──────── TEKS YANG DIBERIKAN ────────
Mendidik anak dan keluarga dengan harta yang halal adalah sesuatu yang sangat di anjurkan oleh agama. Sebagai orang tua sudah menjadi suatu kewajiban untuk mendidik buah hati. Mendidik anak dengan kasih sayang itu harus. Tanggung jawab didikan orang tua kepada anak berakhir jika mereka telah dewasa, tetapi tetap harus di awasi oleh orang tua. Membiasakan mereka untuk Shalat dan berbuat baik itu wajib. Namun, ada satu hal yang tidak boleh dilupakan.
“Apakah itu?”
Pastikan tidak ada harta haram yang melekat atau masuk ke tubuhnya. Apa yang dimakan, diminum dan dipakainya harus terjamin kehalalannya.
Sesungguhnya, harta haram akan menghalangi datangnya hidayah. Dia akan menyumbat mata, telinga dan hati dari cahaya kebenaran dan keberkahan. Harta haram, walau sedikit, dia bisa menghancurkan aneka kebaikan yang berusaha ditanam orang tua pada diri anak-anaknya.
“Ya Allah cukupkanlah aku dengan yang halal dan jauhkanlah aku dari yang haram, dan cukupkanlah aku dengan karunia-Mu dari bergantung pada selain-Mu.” (HR. Tirmidzi, no. 3563; Ahmad, 1:153; dan Al-Hakim, 1:538. Hadits ini dinilai hasan menurut At-Tirmidzi. Syaikh Salim bin ‘Ied Al-Hilaliy menyetujui hasannya Hadits ini sebagaimana dalam Bahjah An-Nazhirin Syarh Riyadh Ash-Shalihin, 2:509-510).
Dan ingat rezeki yang halal walau sedikit itu pasti lebih berkah. Abul ‘Abbas Ahmad bin ‘Abdul Halim bin Taimiyyah Al-Harrani (661-728 H) rahimahullah pernah berkata,
وَالْقَلِيلُ مِنْ الْحَلَالِ يُبَارَكُ فِيهِ وَالْحَرَامُ الْكَثِيرُ يَذْهَبُ وَيَمْحَقُهُ اللَّهُ تَعَالَى
“Sedikit dari yang halal itu lebih bawa berkah di dalamnya. Sedangkan yang haram yang jumlahnya banyak hanya cepat hilang dan Allah akan menghancurkannya.” (Majmu’ah Al-Fatawa, 28:646)
──────── CUPLIKAN DATA ────────
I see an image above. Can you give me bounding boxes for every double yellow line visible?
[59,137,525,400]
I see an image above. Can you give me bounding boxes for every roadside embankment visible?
────────
YANG PERLU DIKERJAKAN
**A)** Kutip bagian teks tentang harta halal dari "Pastikan tidak ada" sampai "pada diri anak-anaknya." tanpa mengubah satu kata pun.
**B)** Tolong tentukan apakah setiap pernyataan di bawah ini sesuai dengan teks tentang harta halal. Jawab ya atau tidak, lalu sertakan kutipan persis dari teks yang menjadi penentunya.
(i) Setelah anak dewasa, orang tua tidak perlu lagi mengawasinya.
(ii) Harta haram, meskipun sedikit, dapat menghancurkan kebaikan yang ditanam orang tua pada anak.
(iii) Rezeki halal yang sedikit lebih berkah.

JAWABAN YANG DIHARAPKAN
**A)**
Pastikan tidak ada harta haram yang melekat atau masuk ke tubuhnya. Apa yang dimakan, diminum dan dipakainya harus terjamin kehalalannya.
Sesungguhnya, harta haram akan menghalangi datangnya hidayah. Dia akan menyumbat mata, telinga dan hati dari cahaya kebenaran dan keberkahan. Harta haram, walau sedikit, dia bisa menghancurkan aneka kebaikan yang berusaha ditanam orang tua pada diri anak-anaknya.

**B)**
(i) Tidak. "Tanggung jawab didikan orang tua kepada anak berakhir jika mereka telah dewasa, tetapi tetap harus di awasi oleh orang tua."
(ii) Ya. "Harta haram, walau sedikit, dia bisa menghancurkan aneka kebaikan yang berusaha ditanam orang tua pada diri anak-anaknya."
(iii) Ya. "Dan ingat rezeki yang halal walau sedikit itu pasti lebih berkah."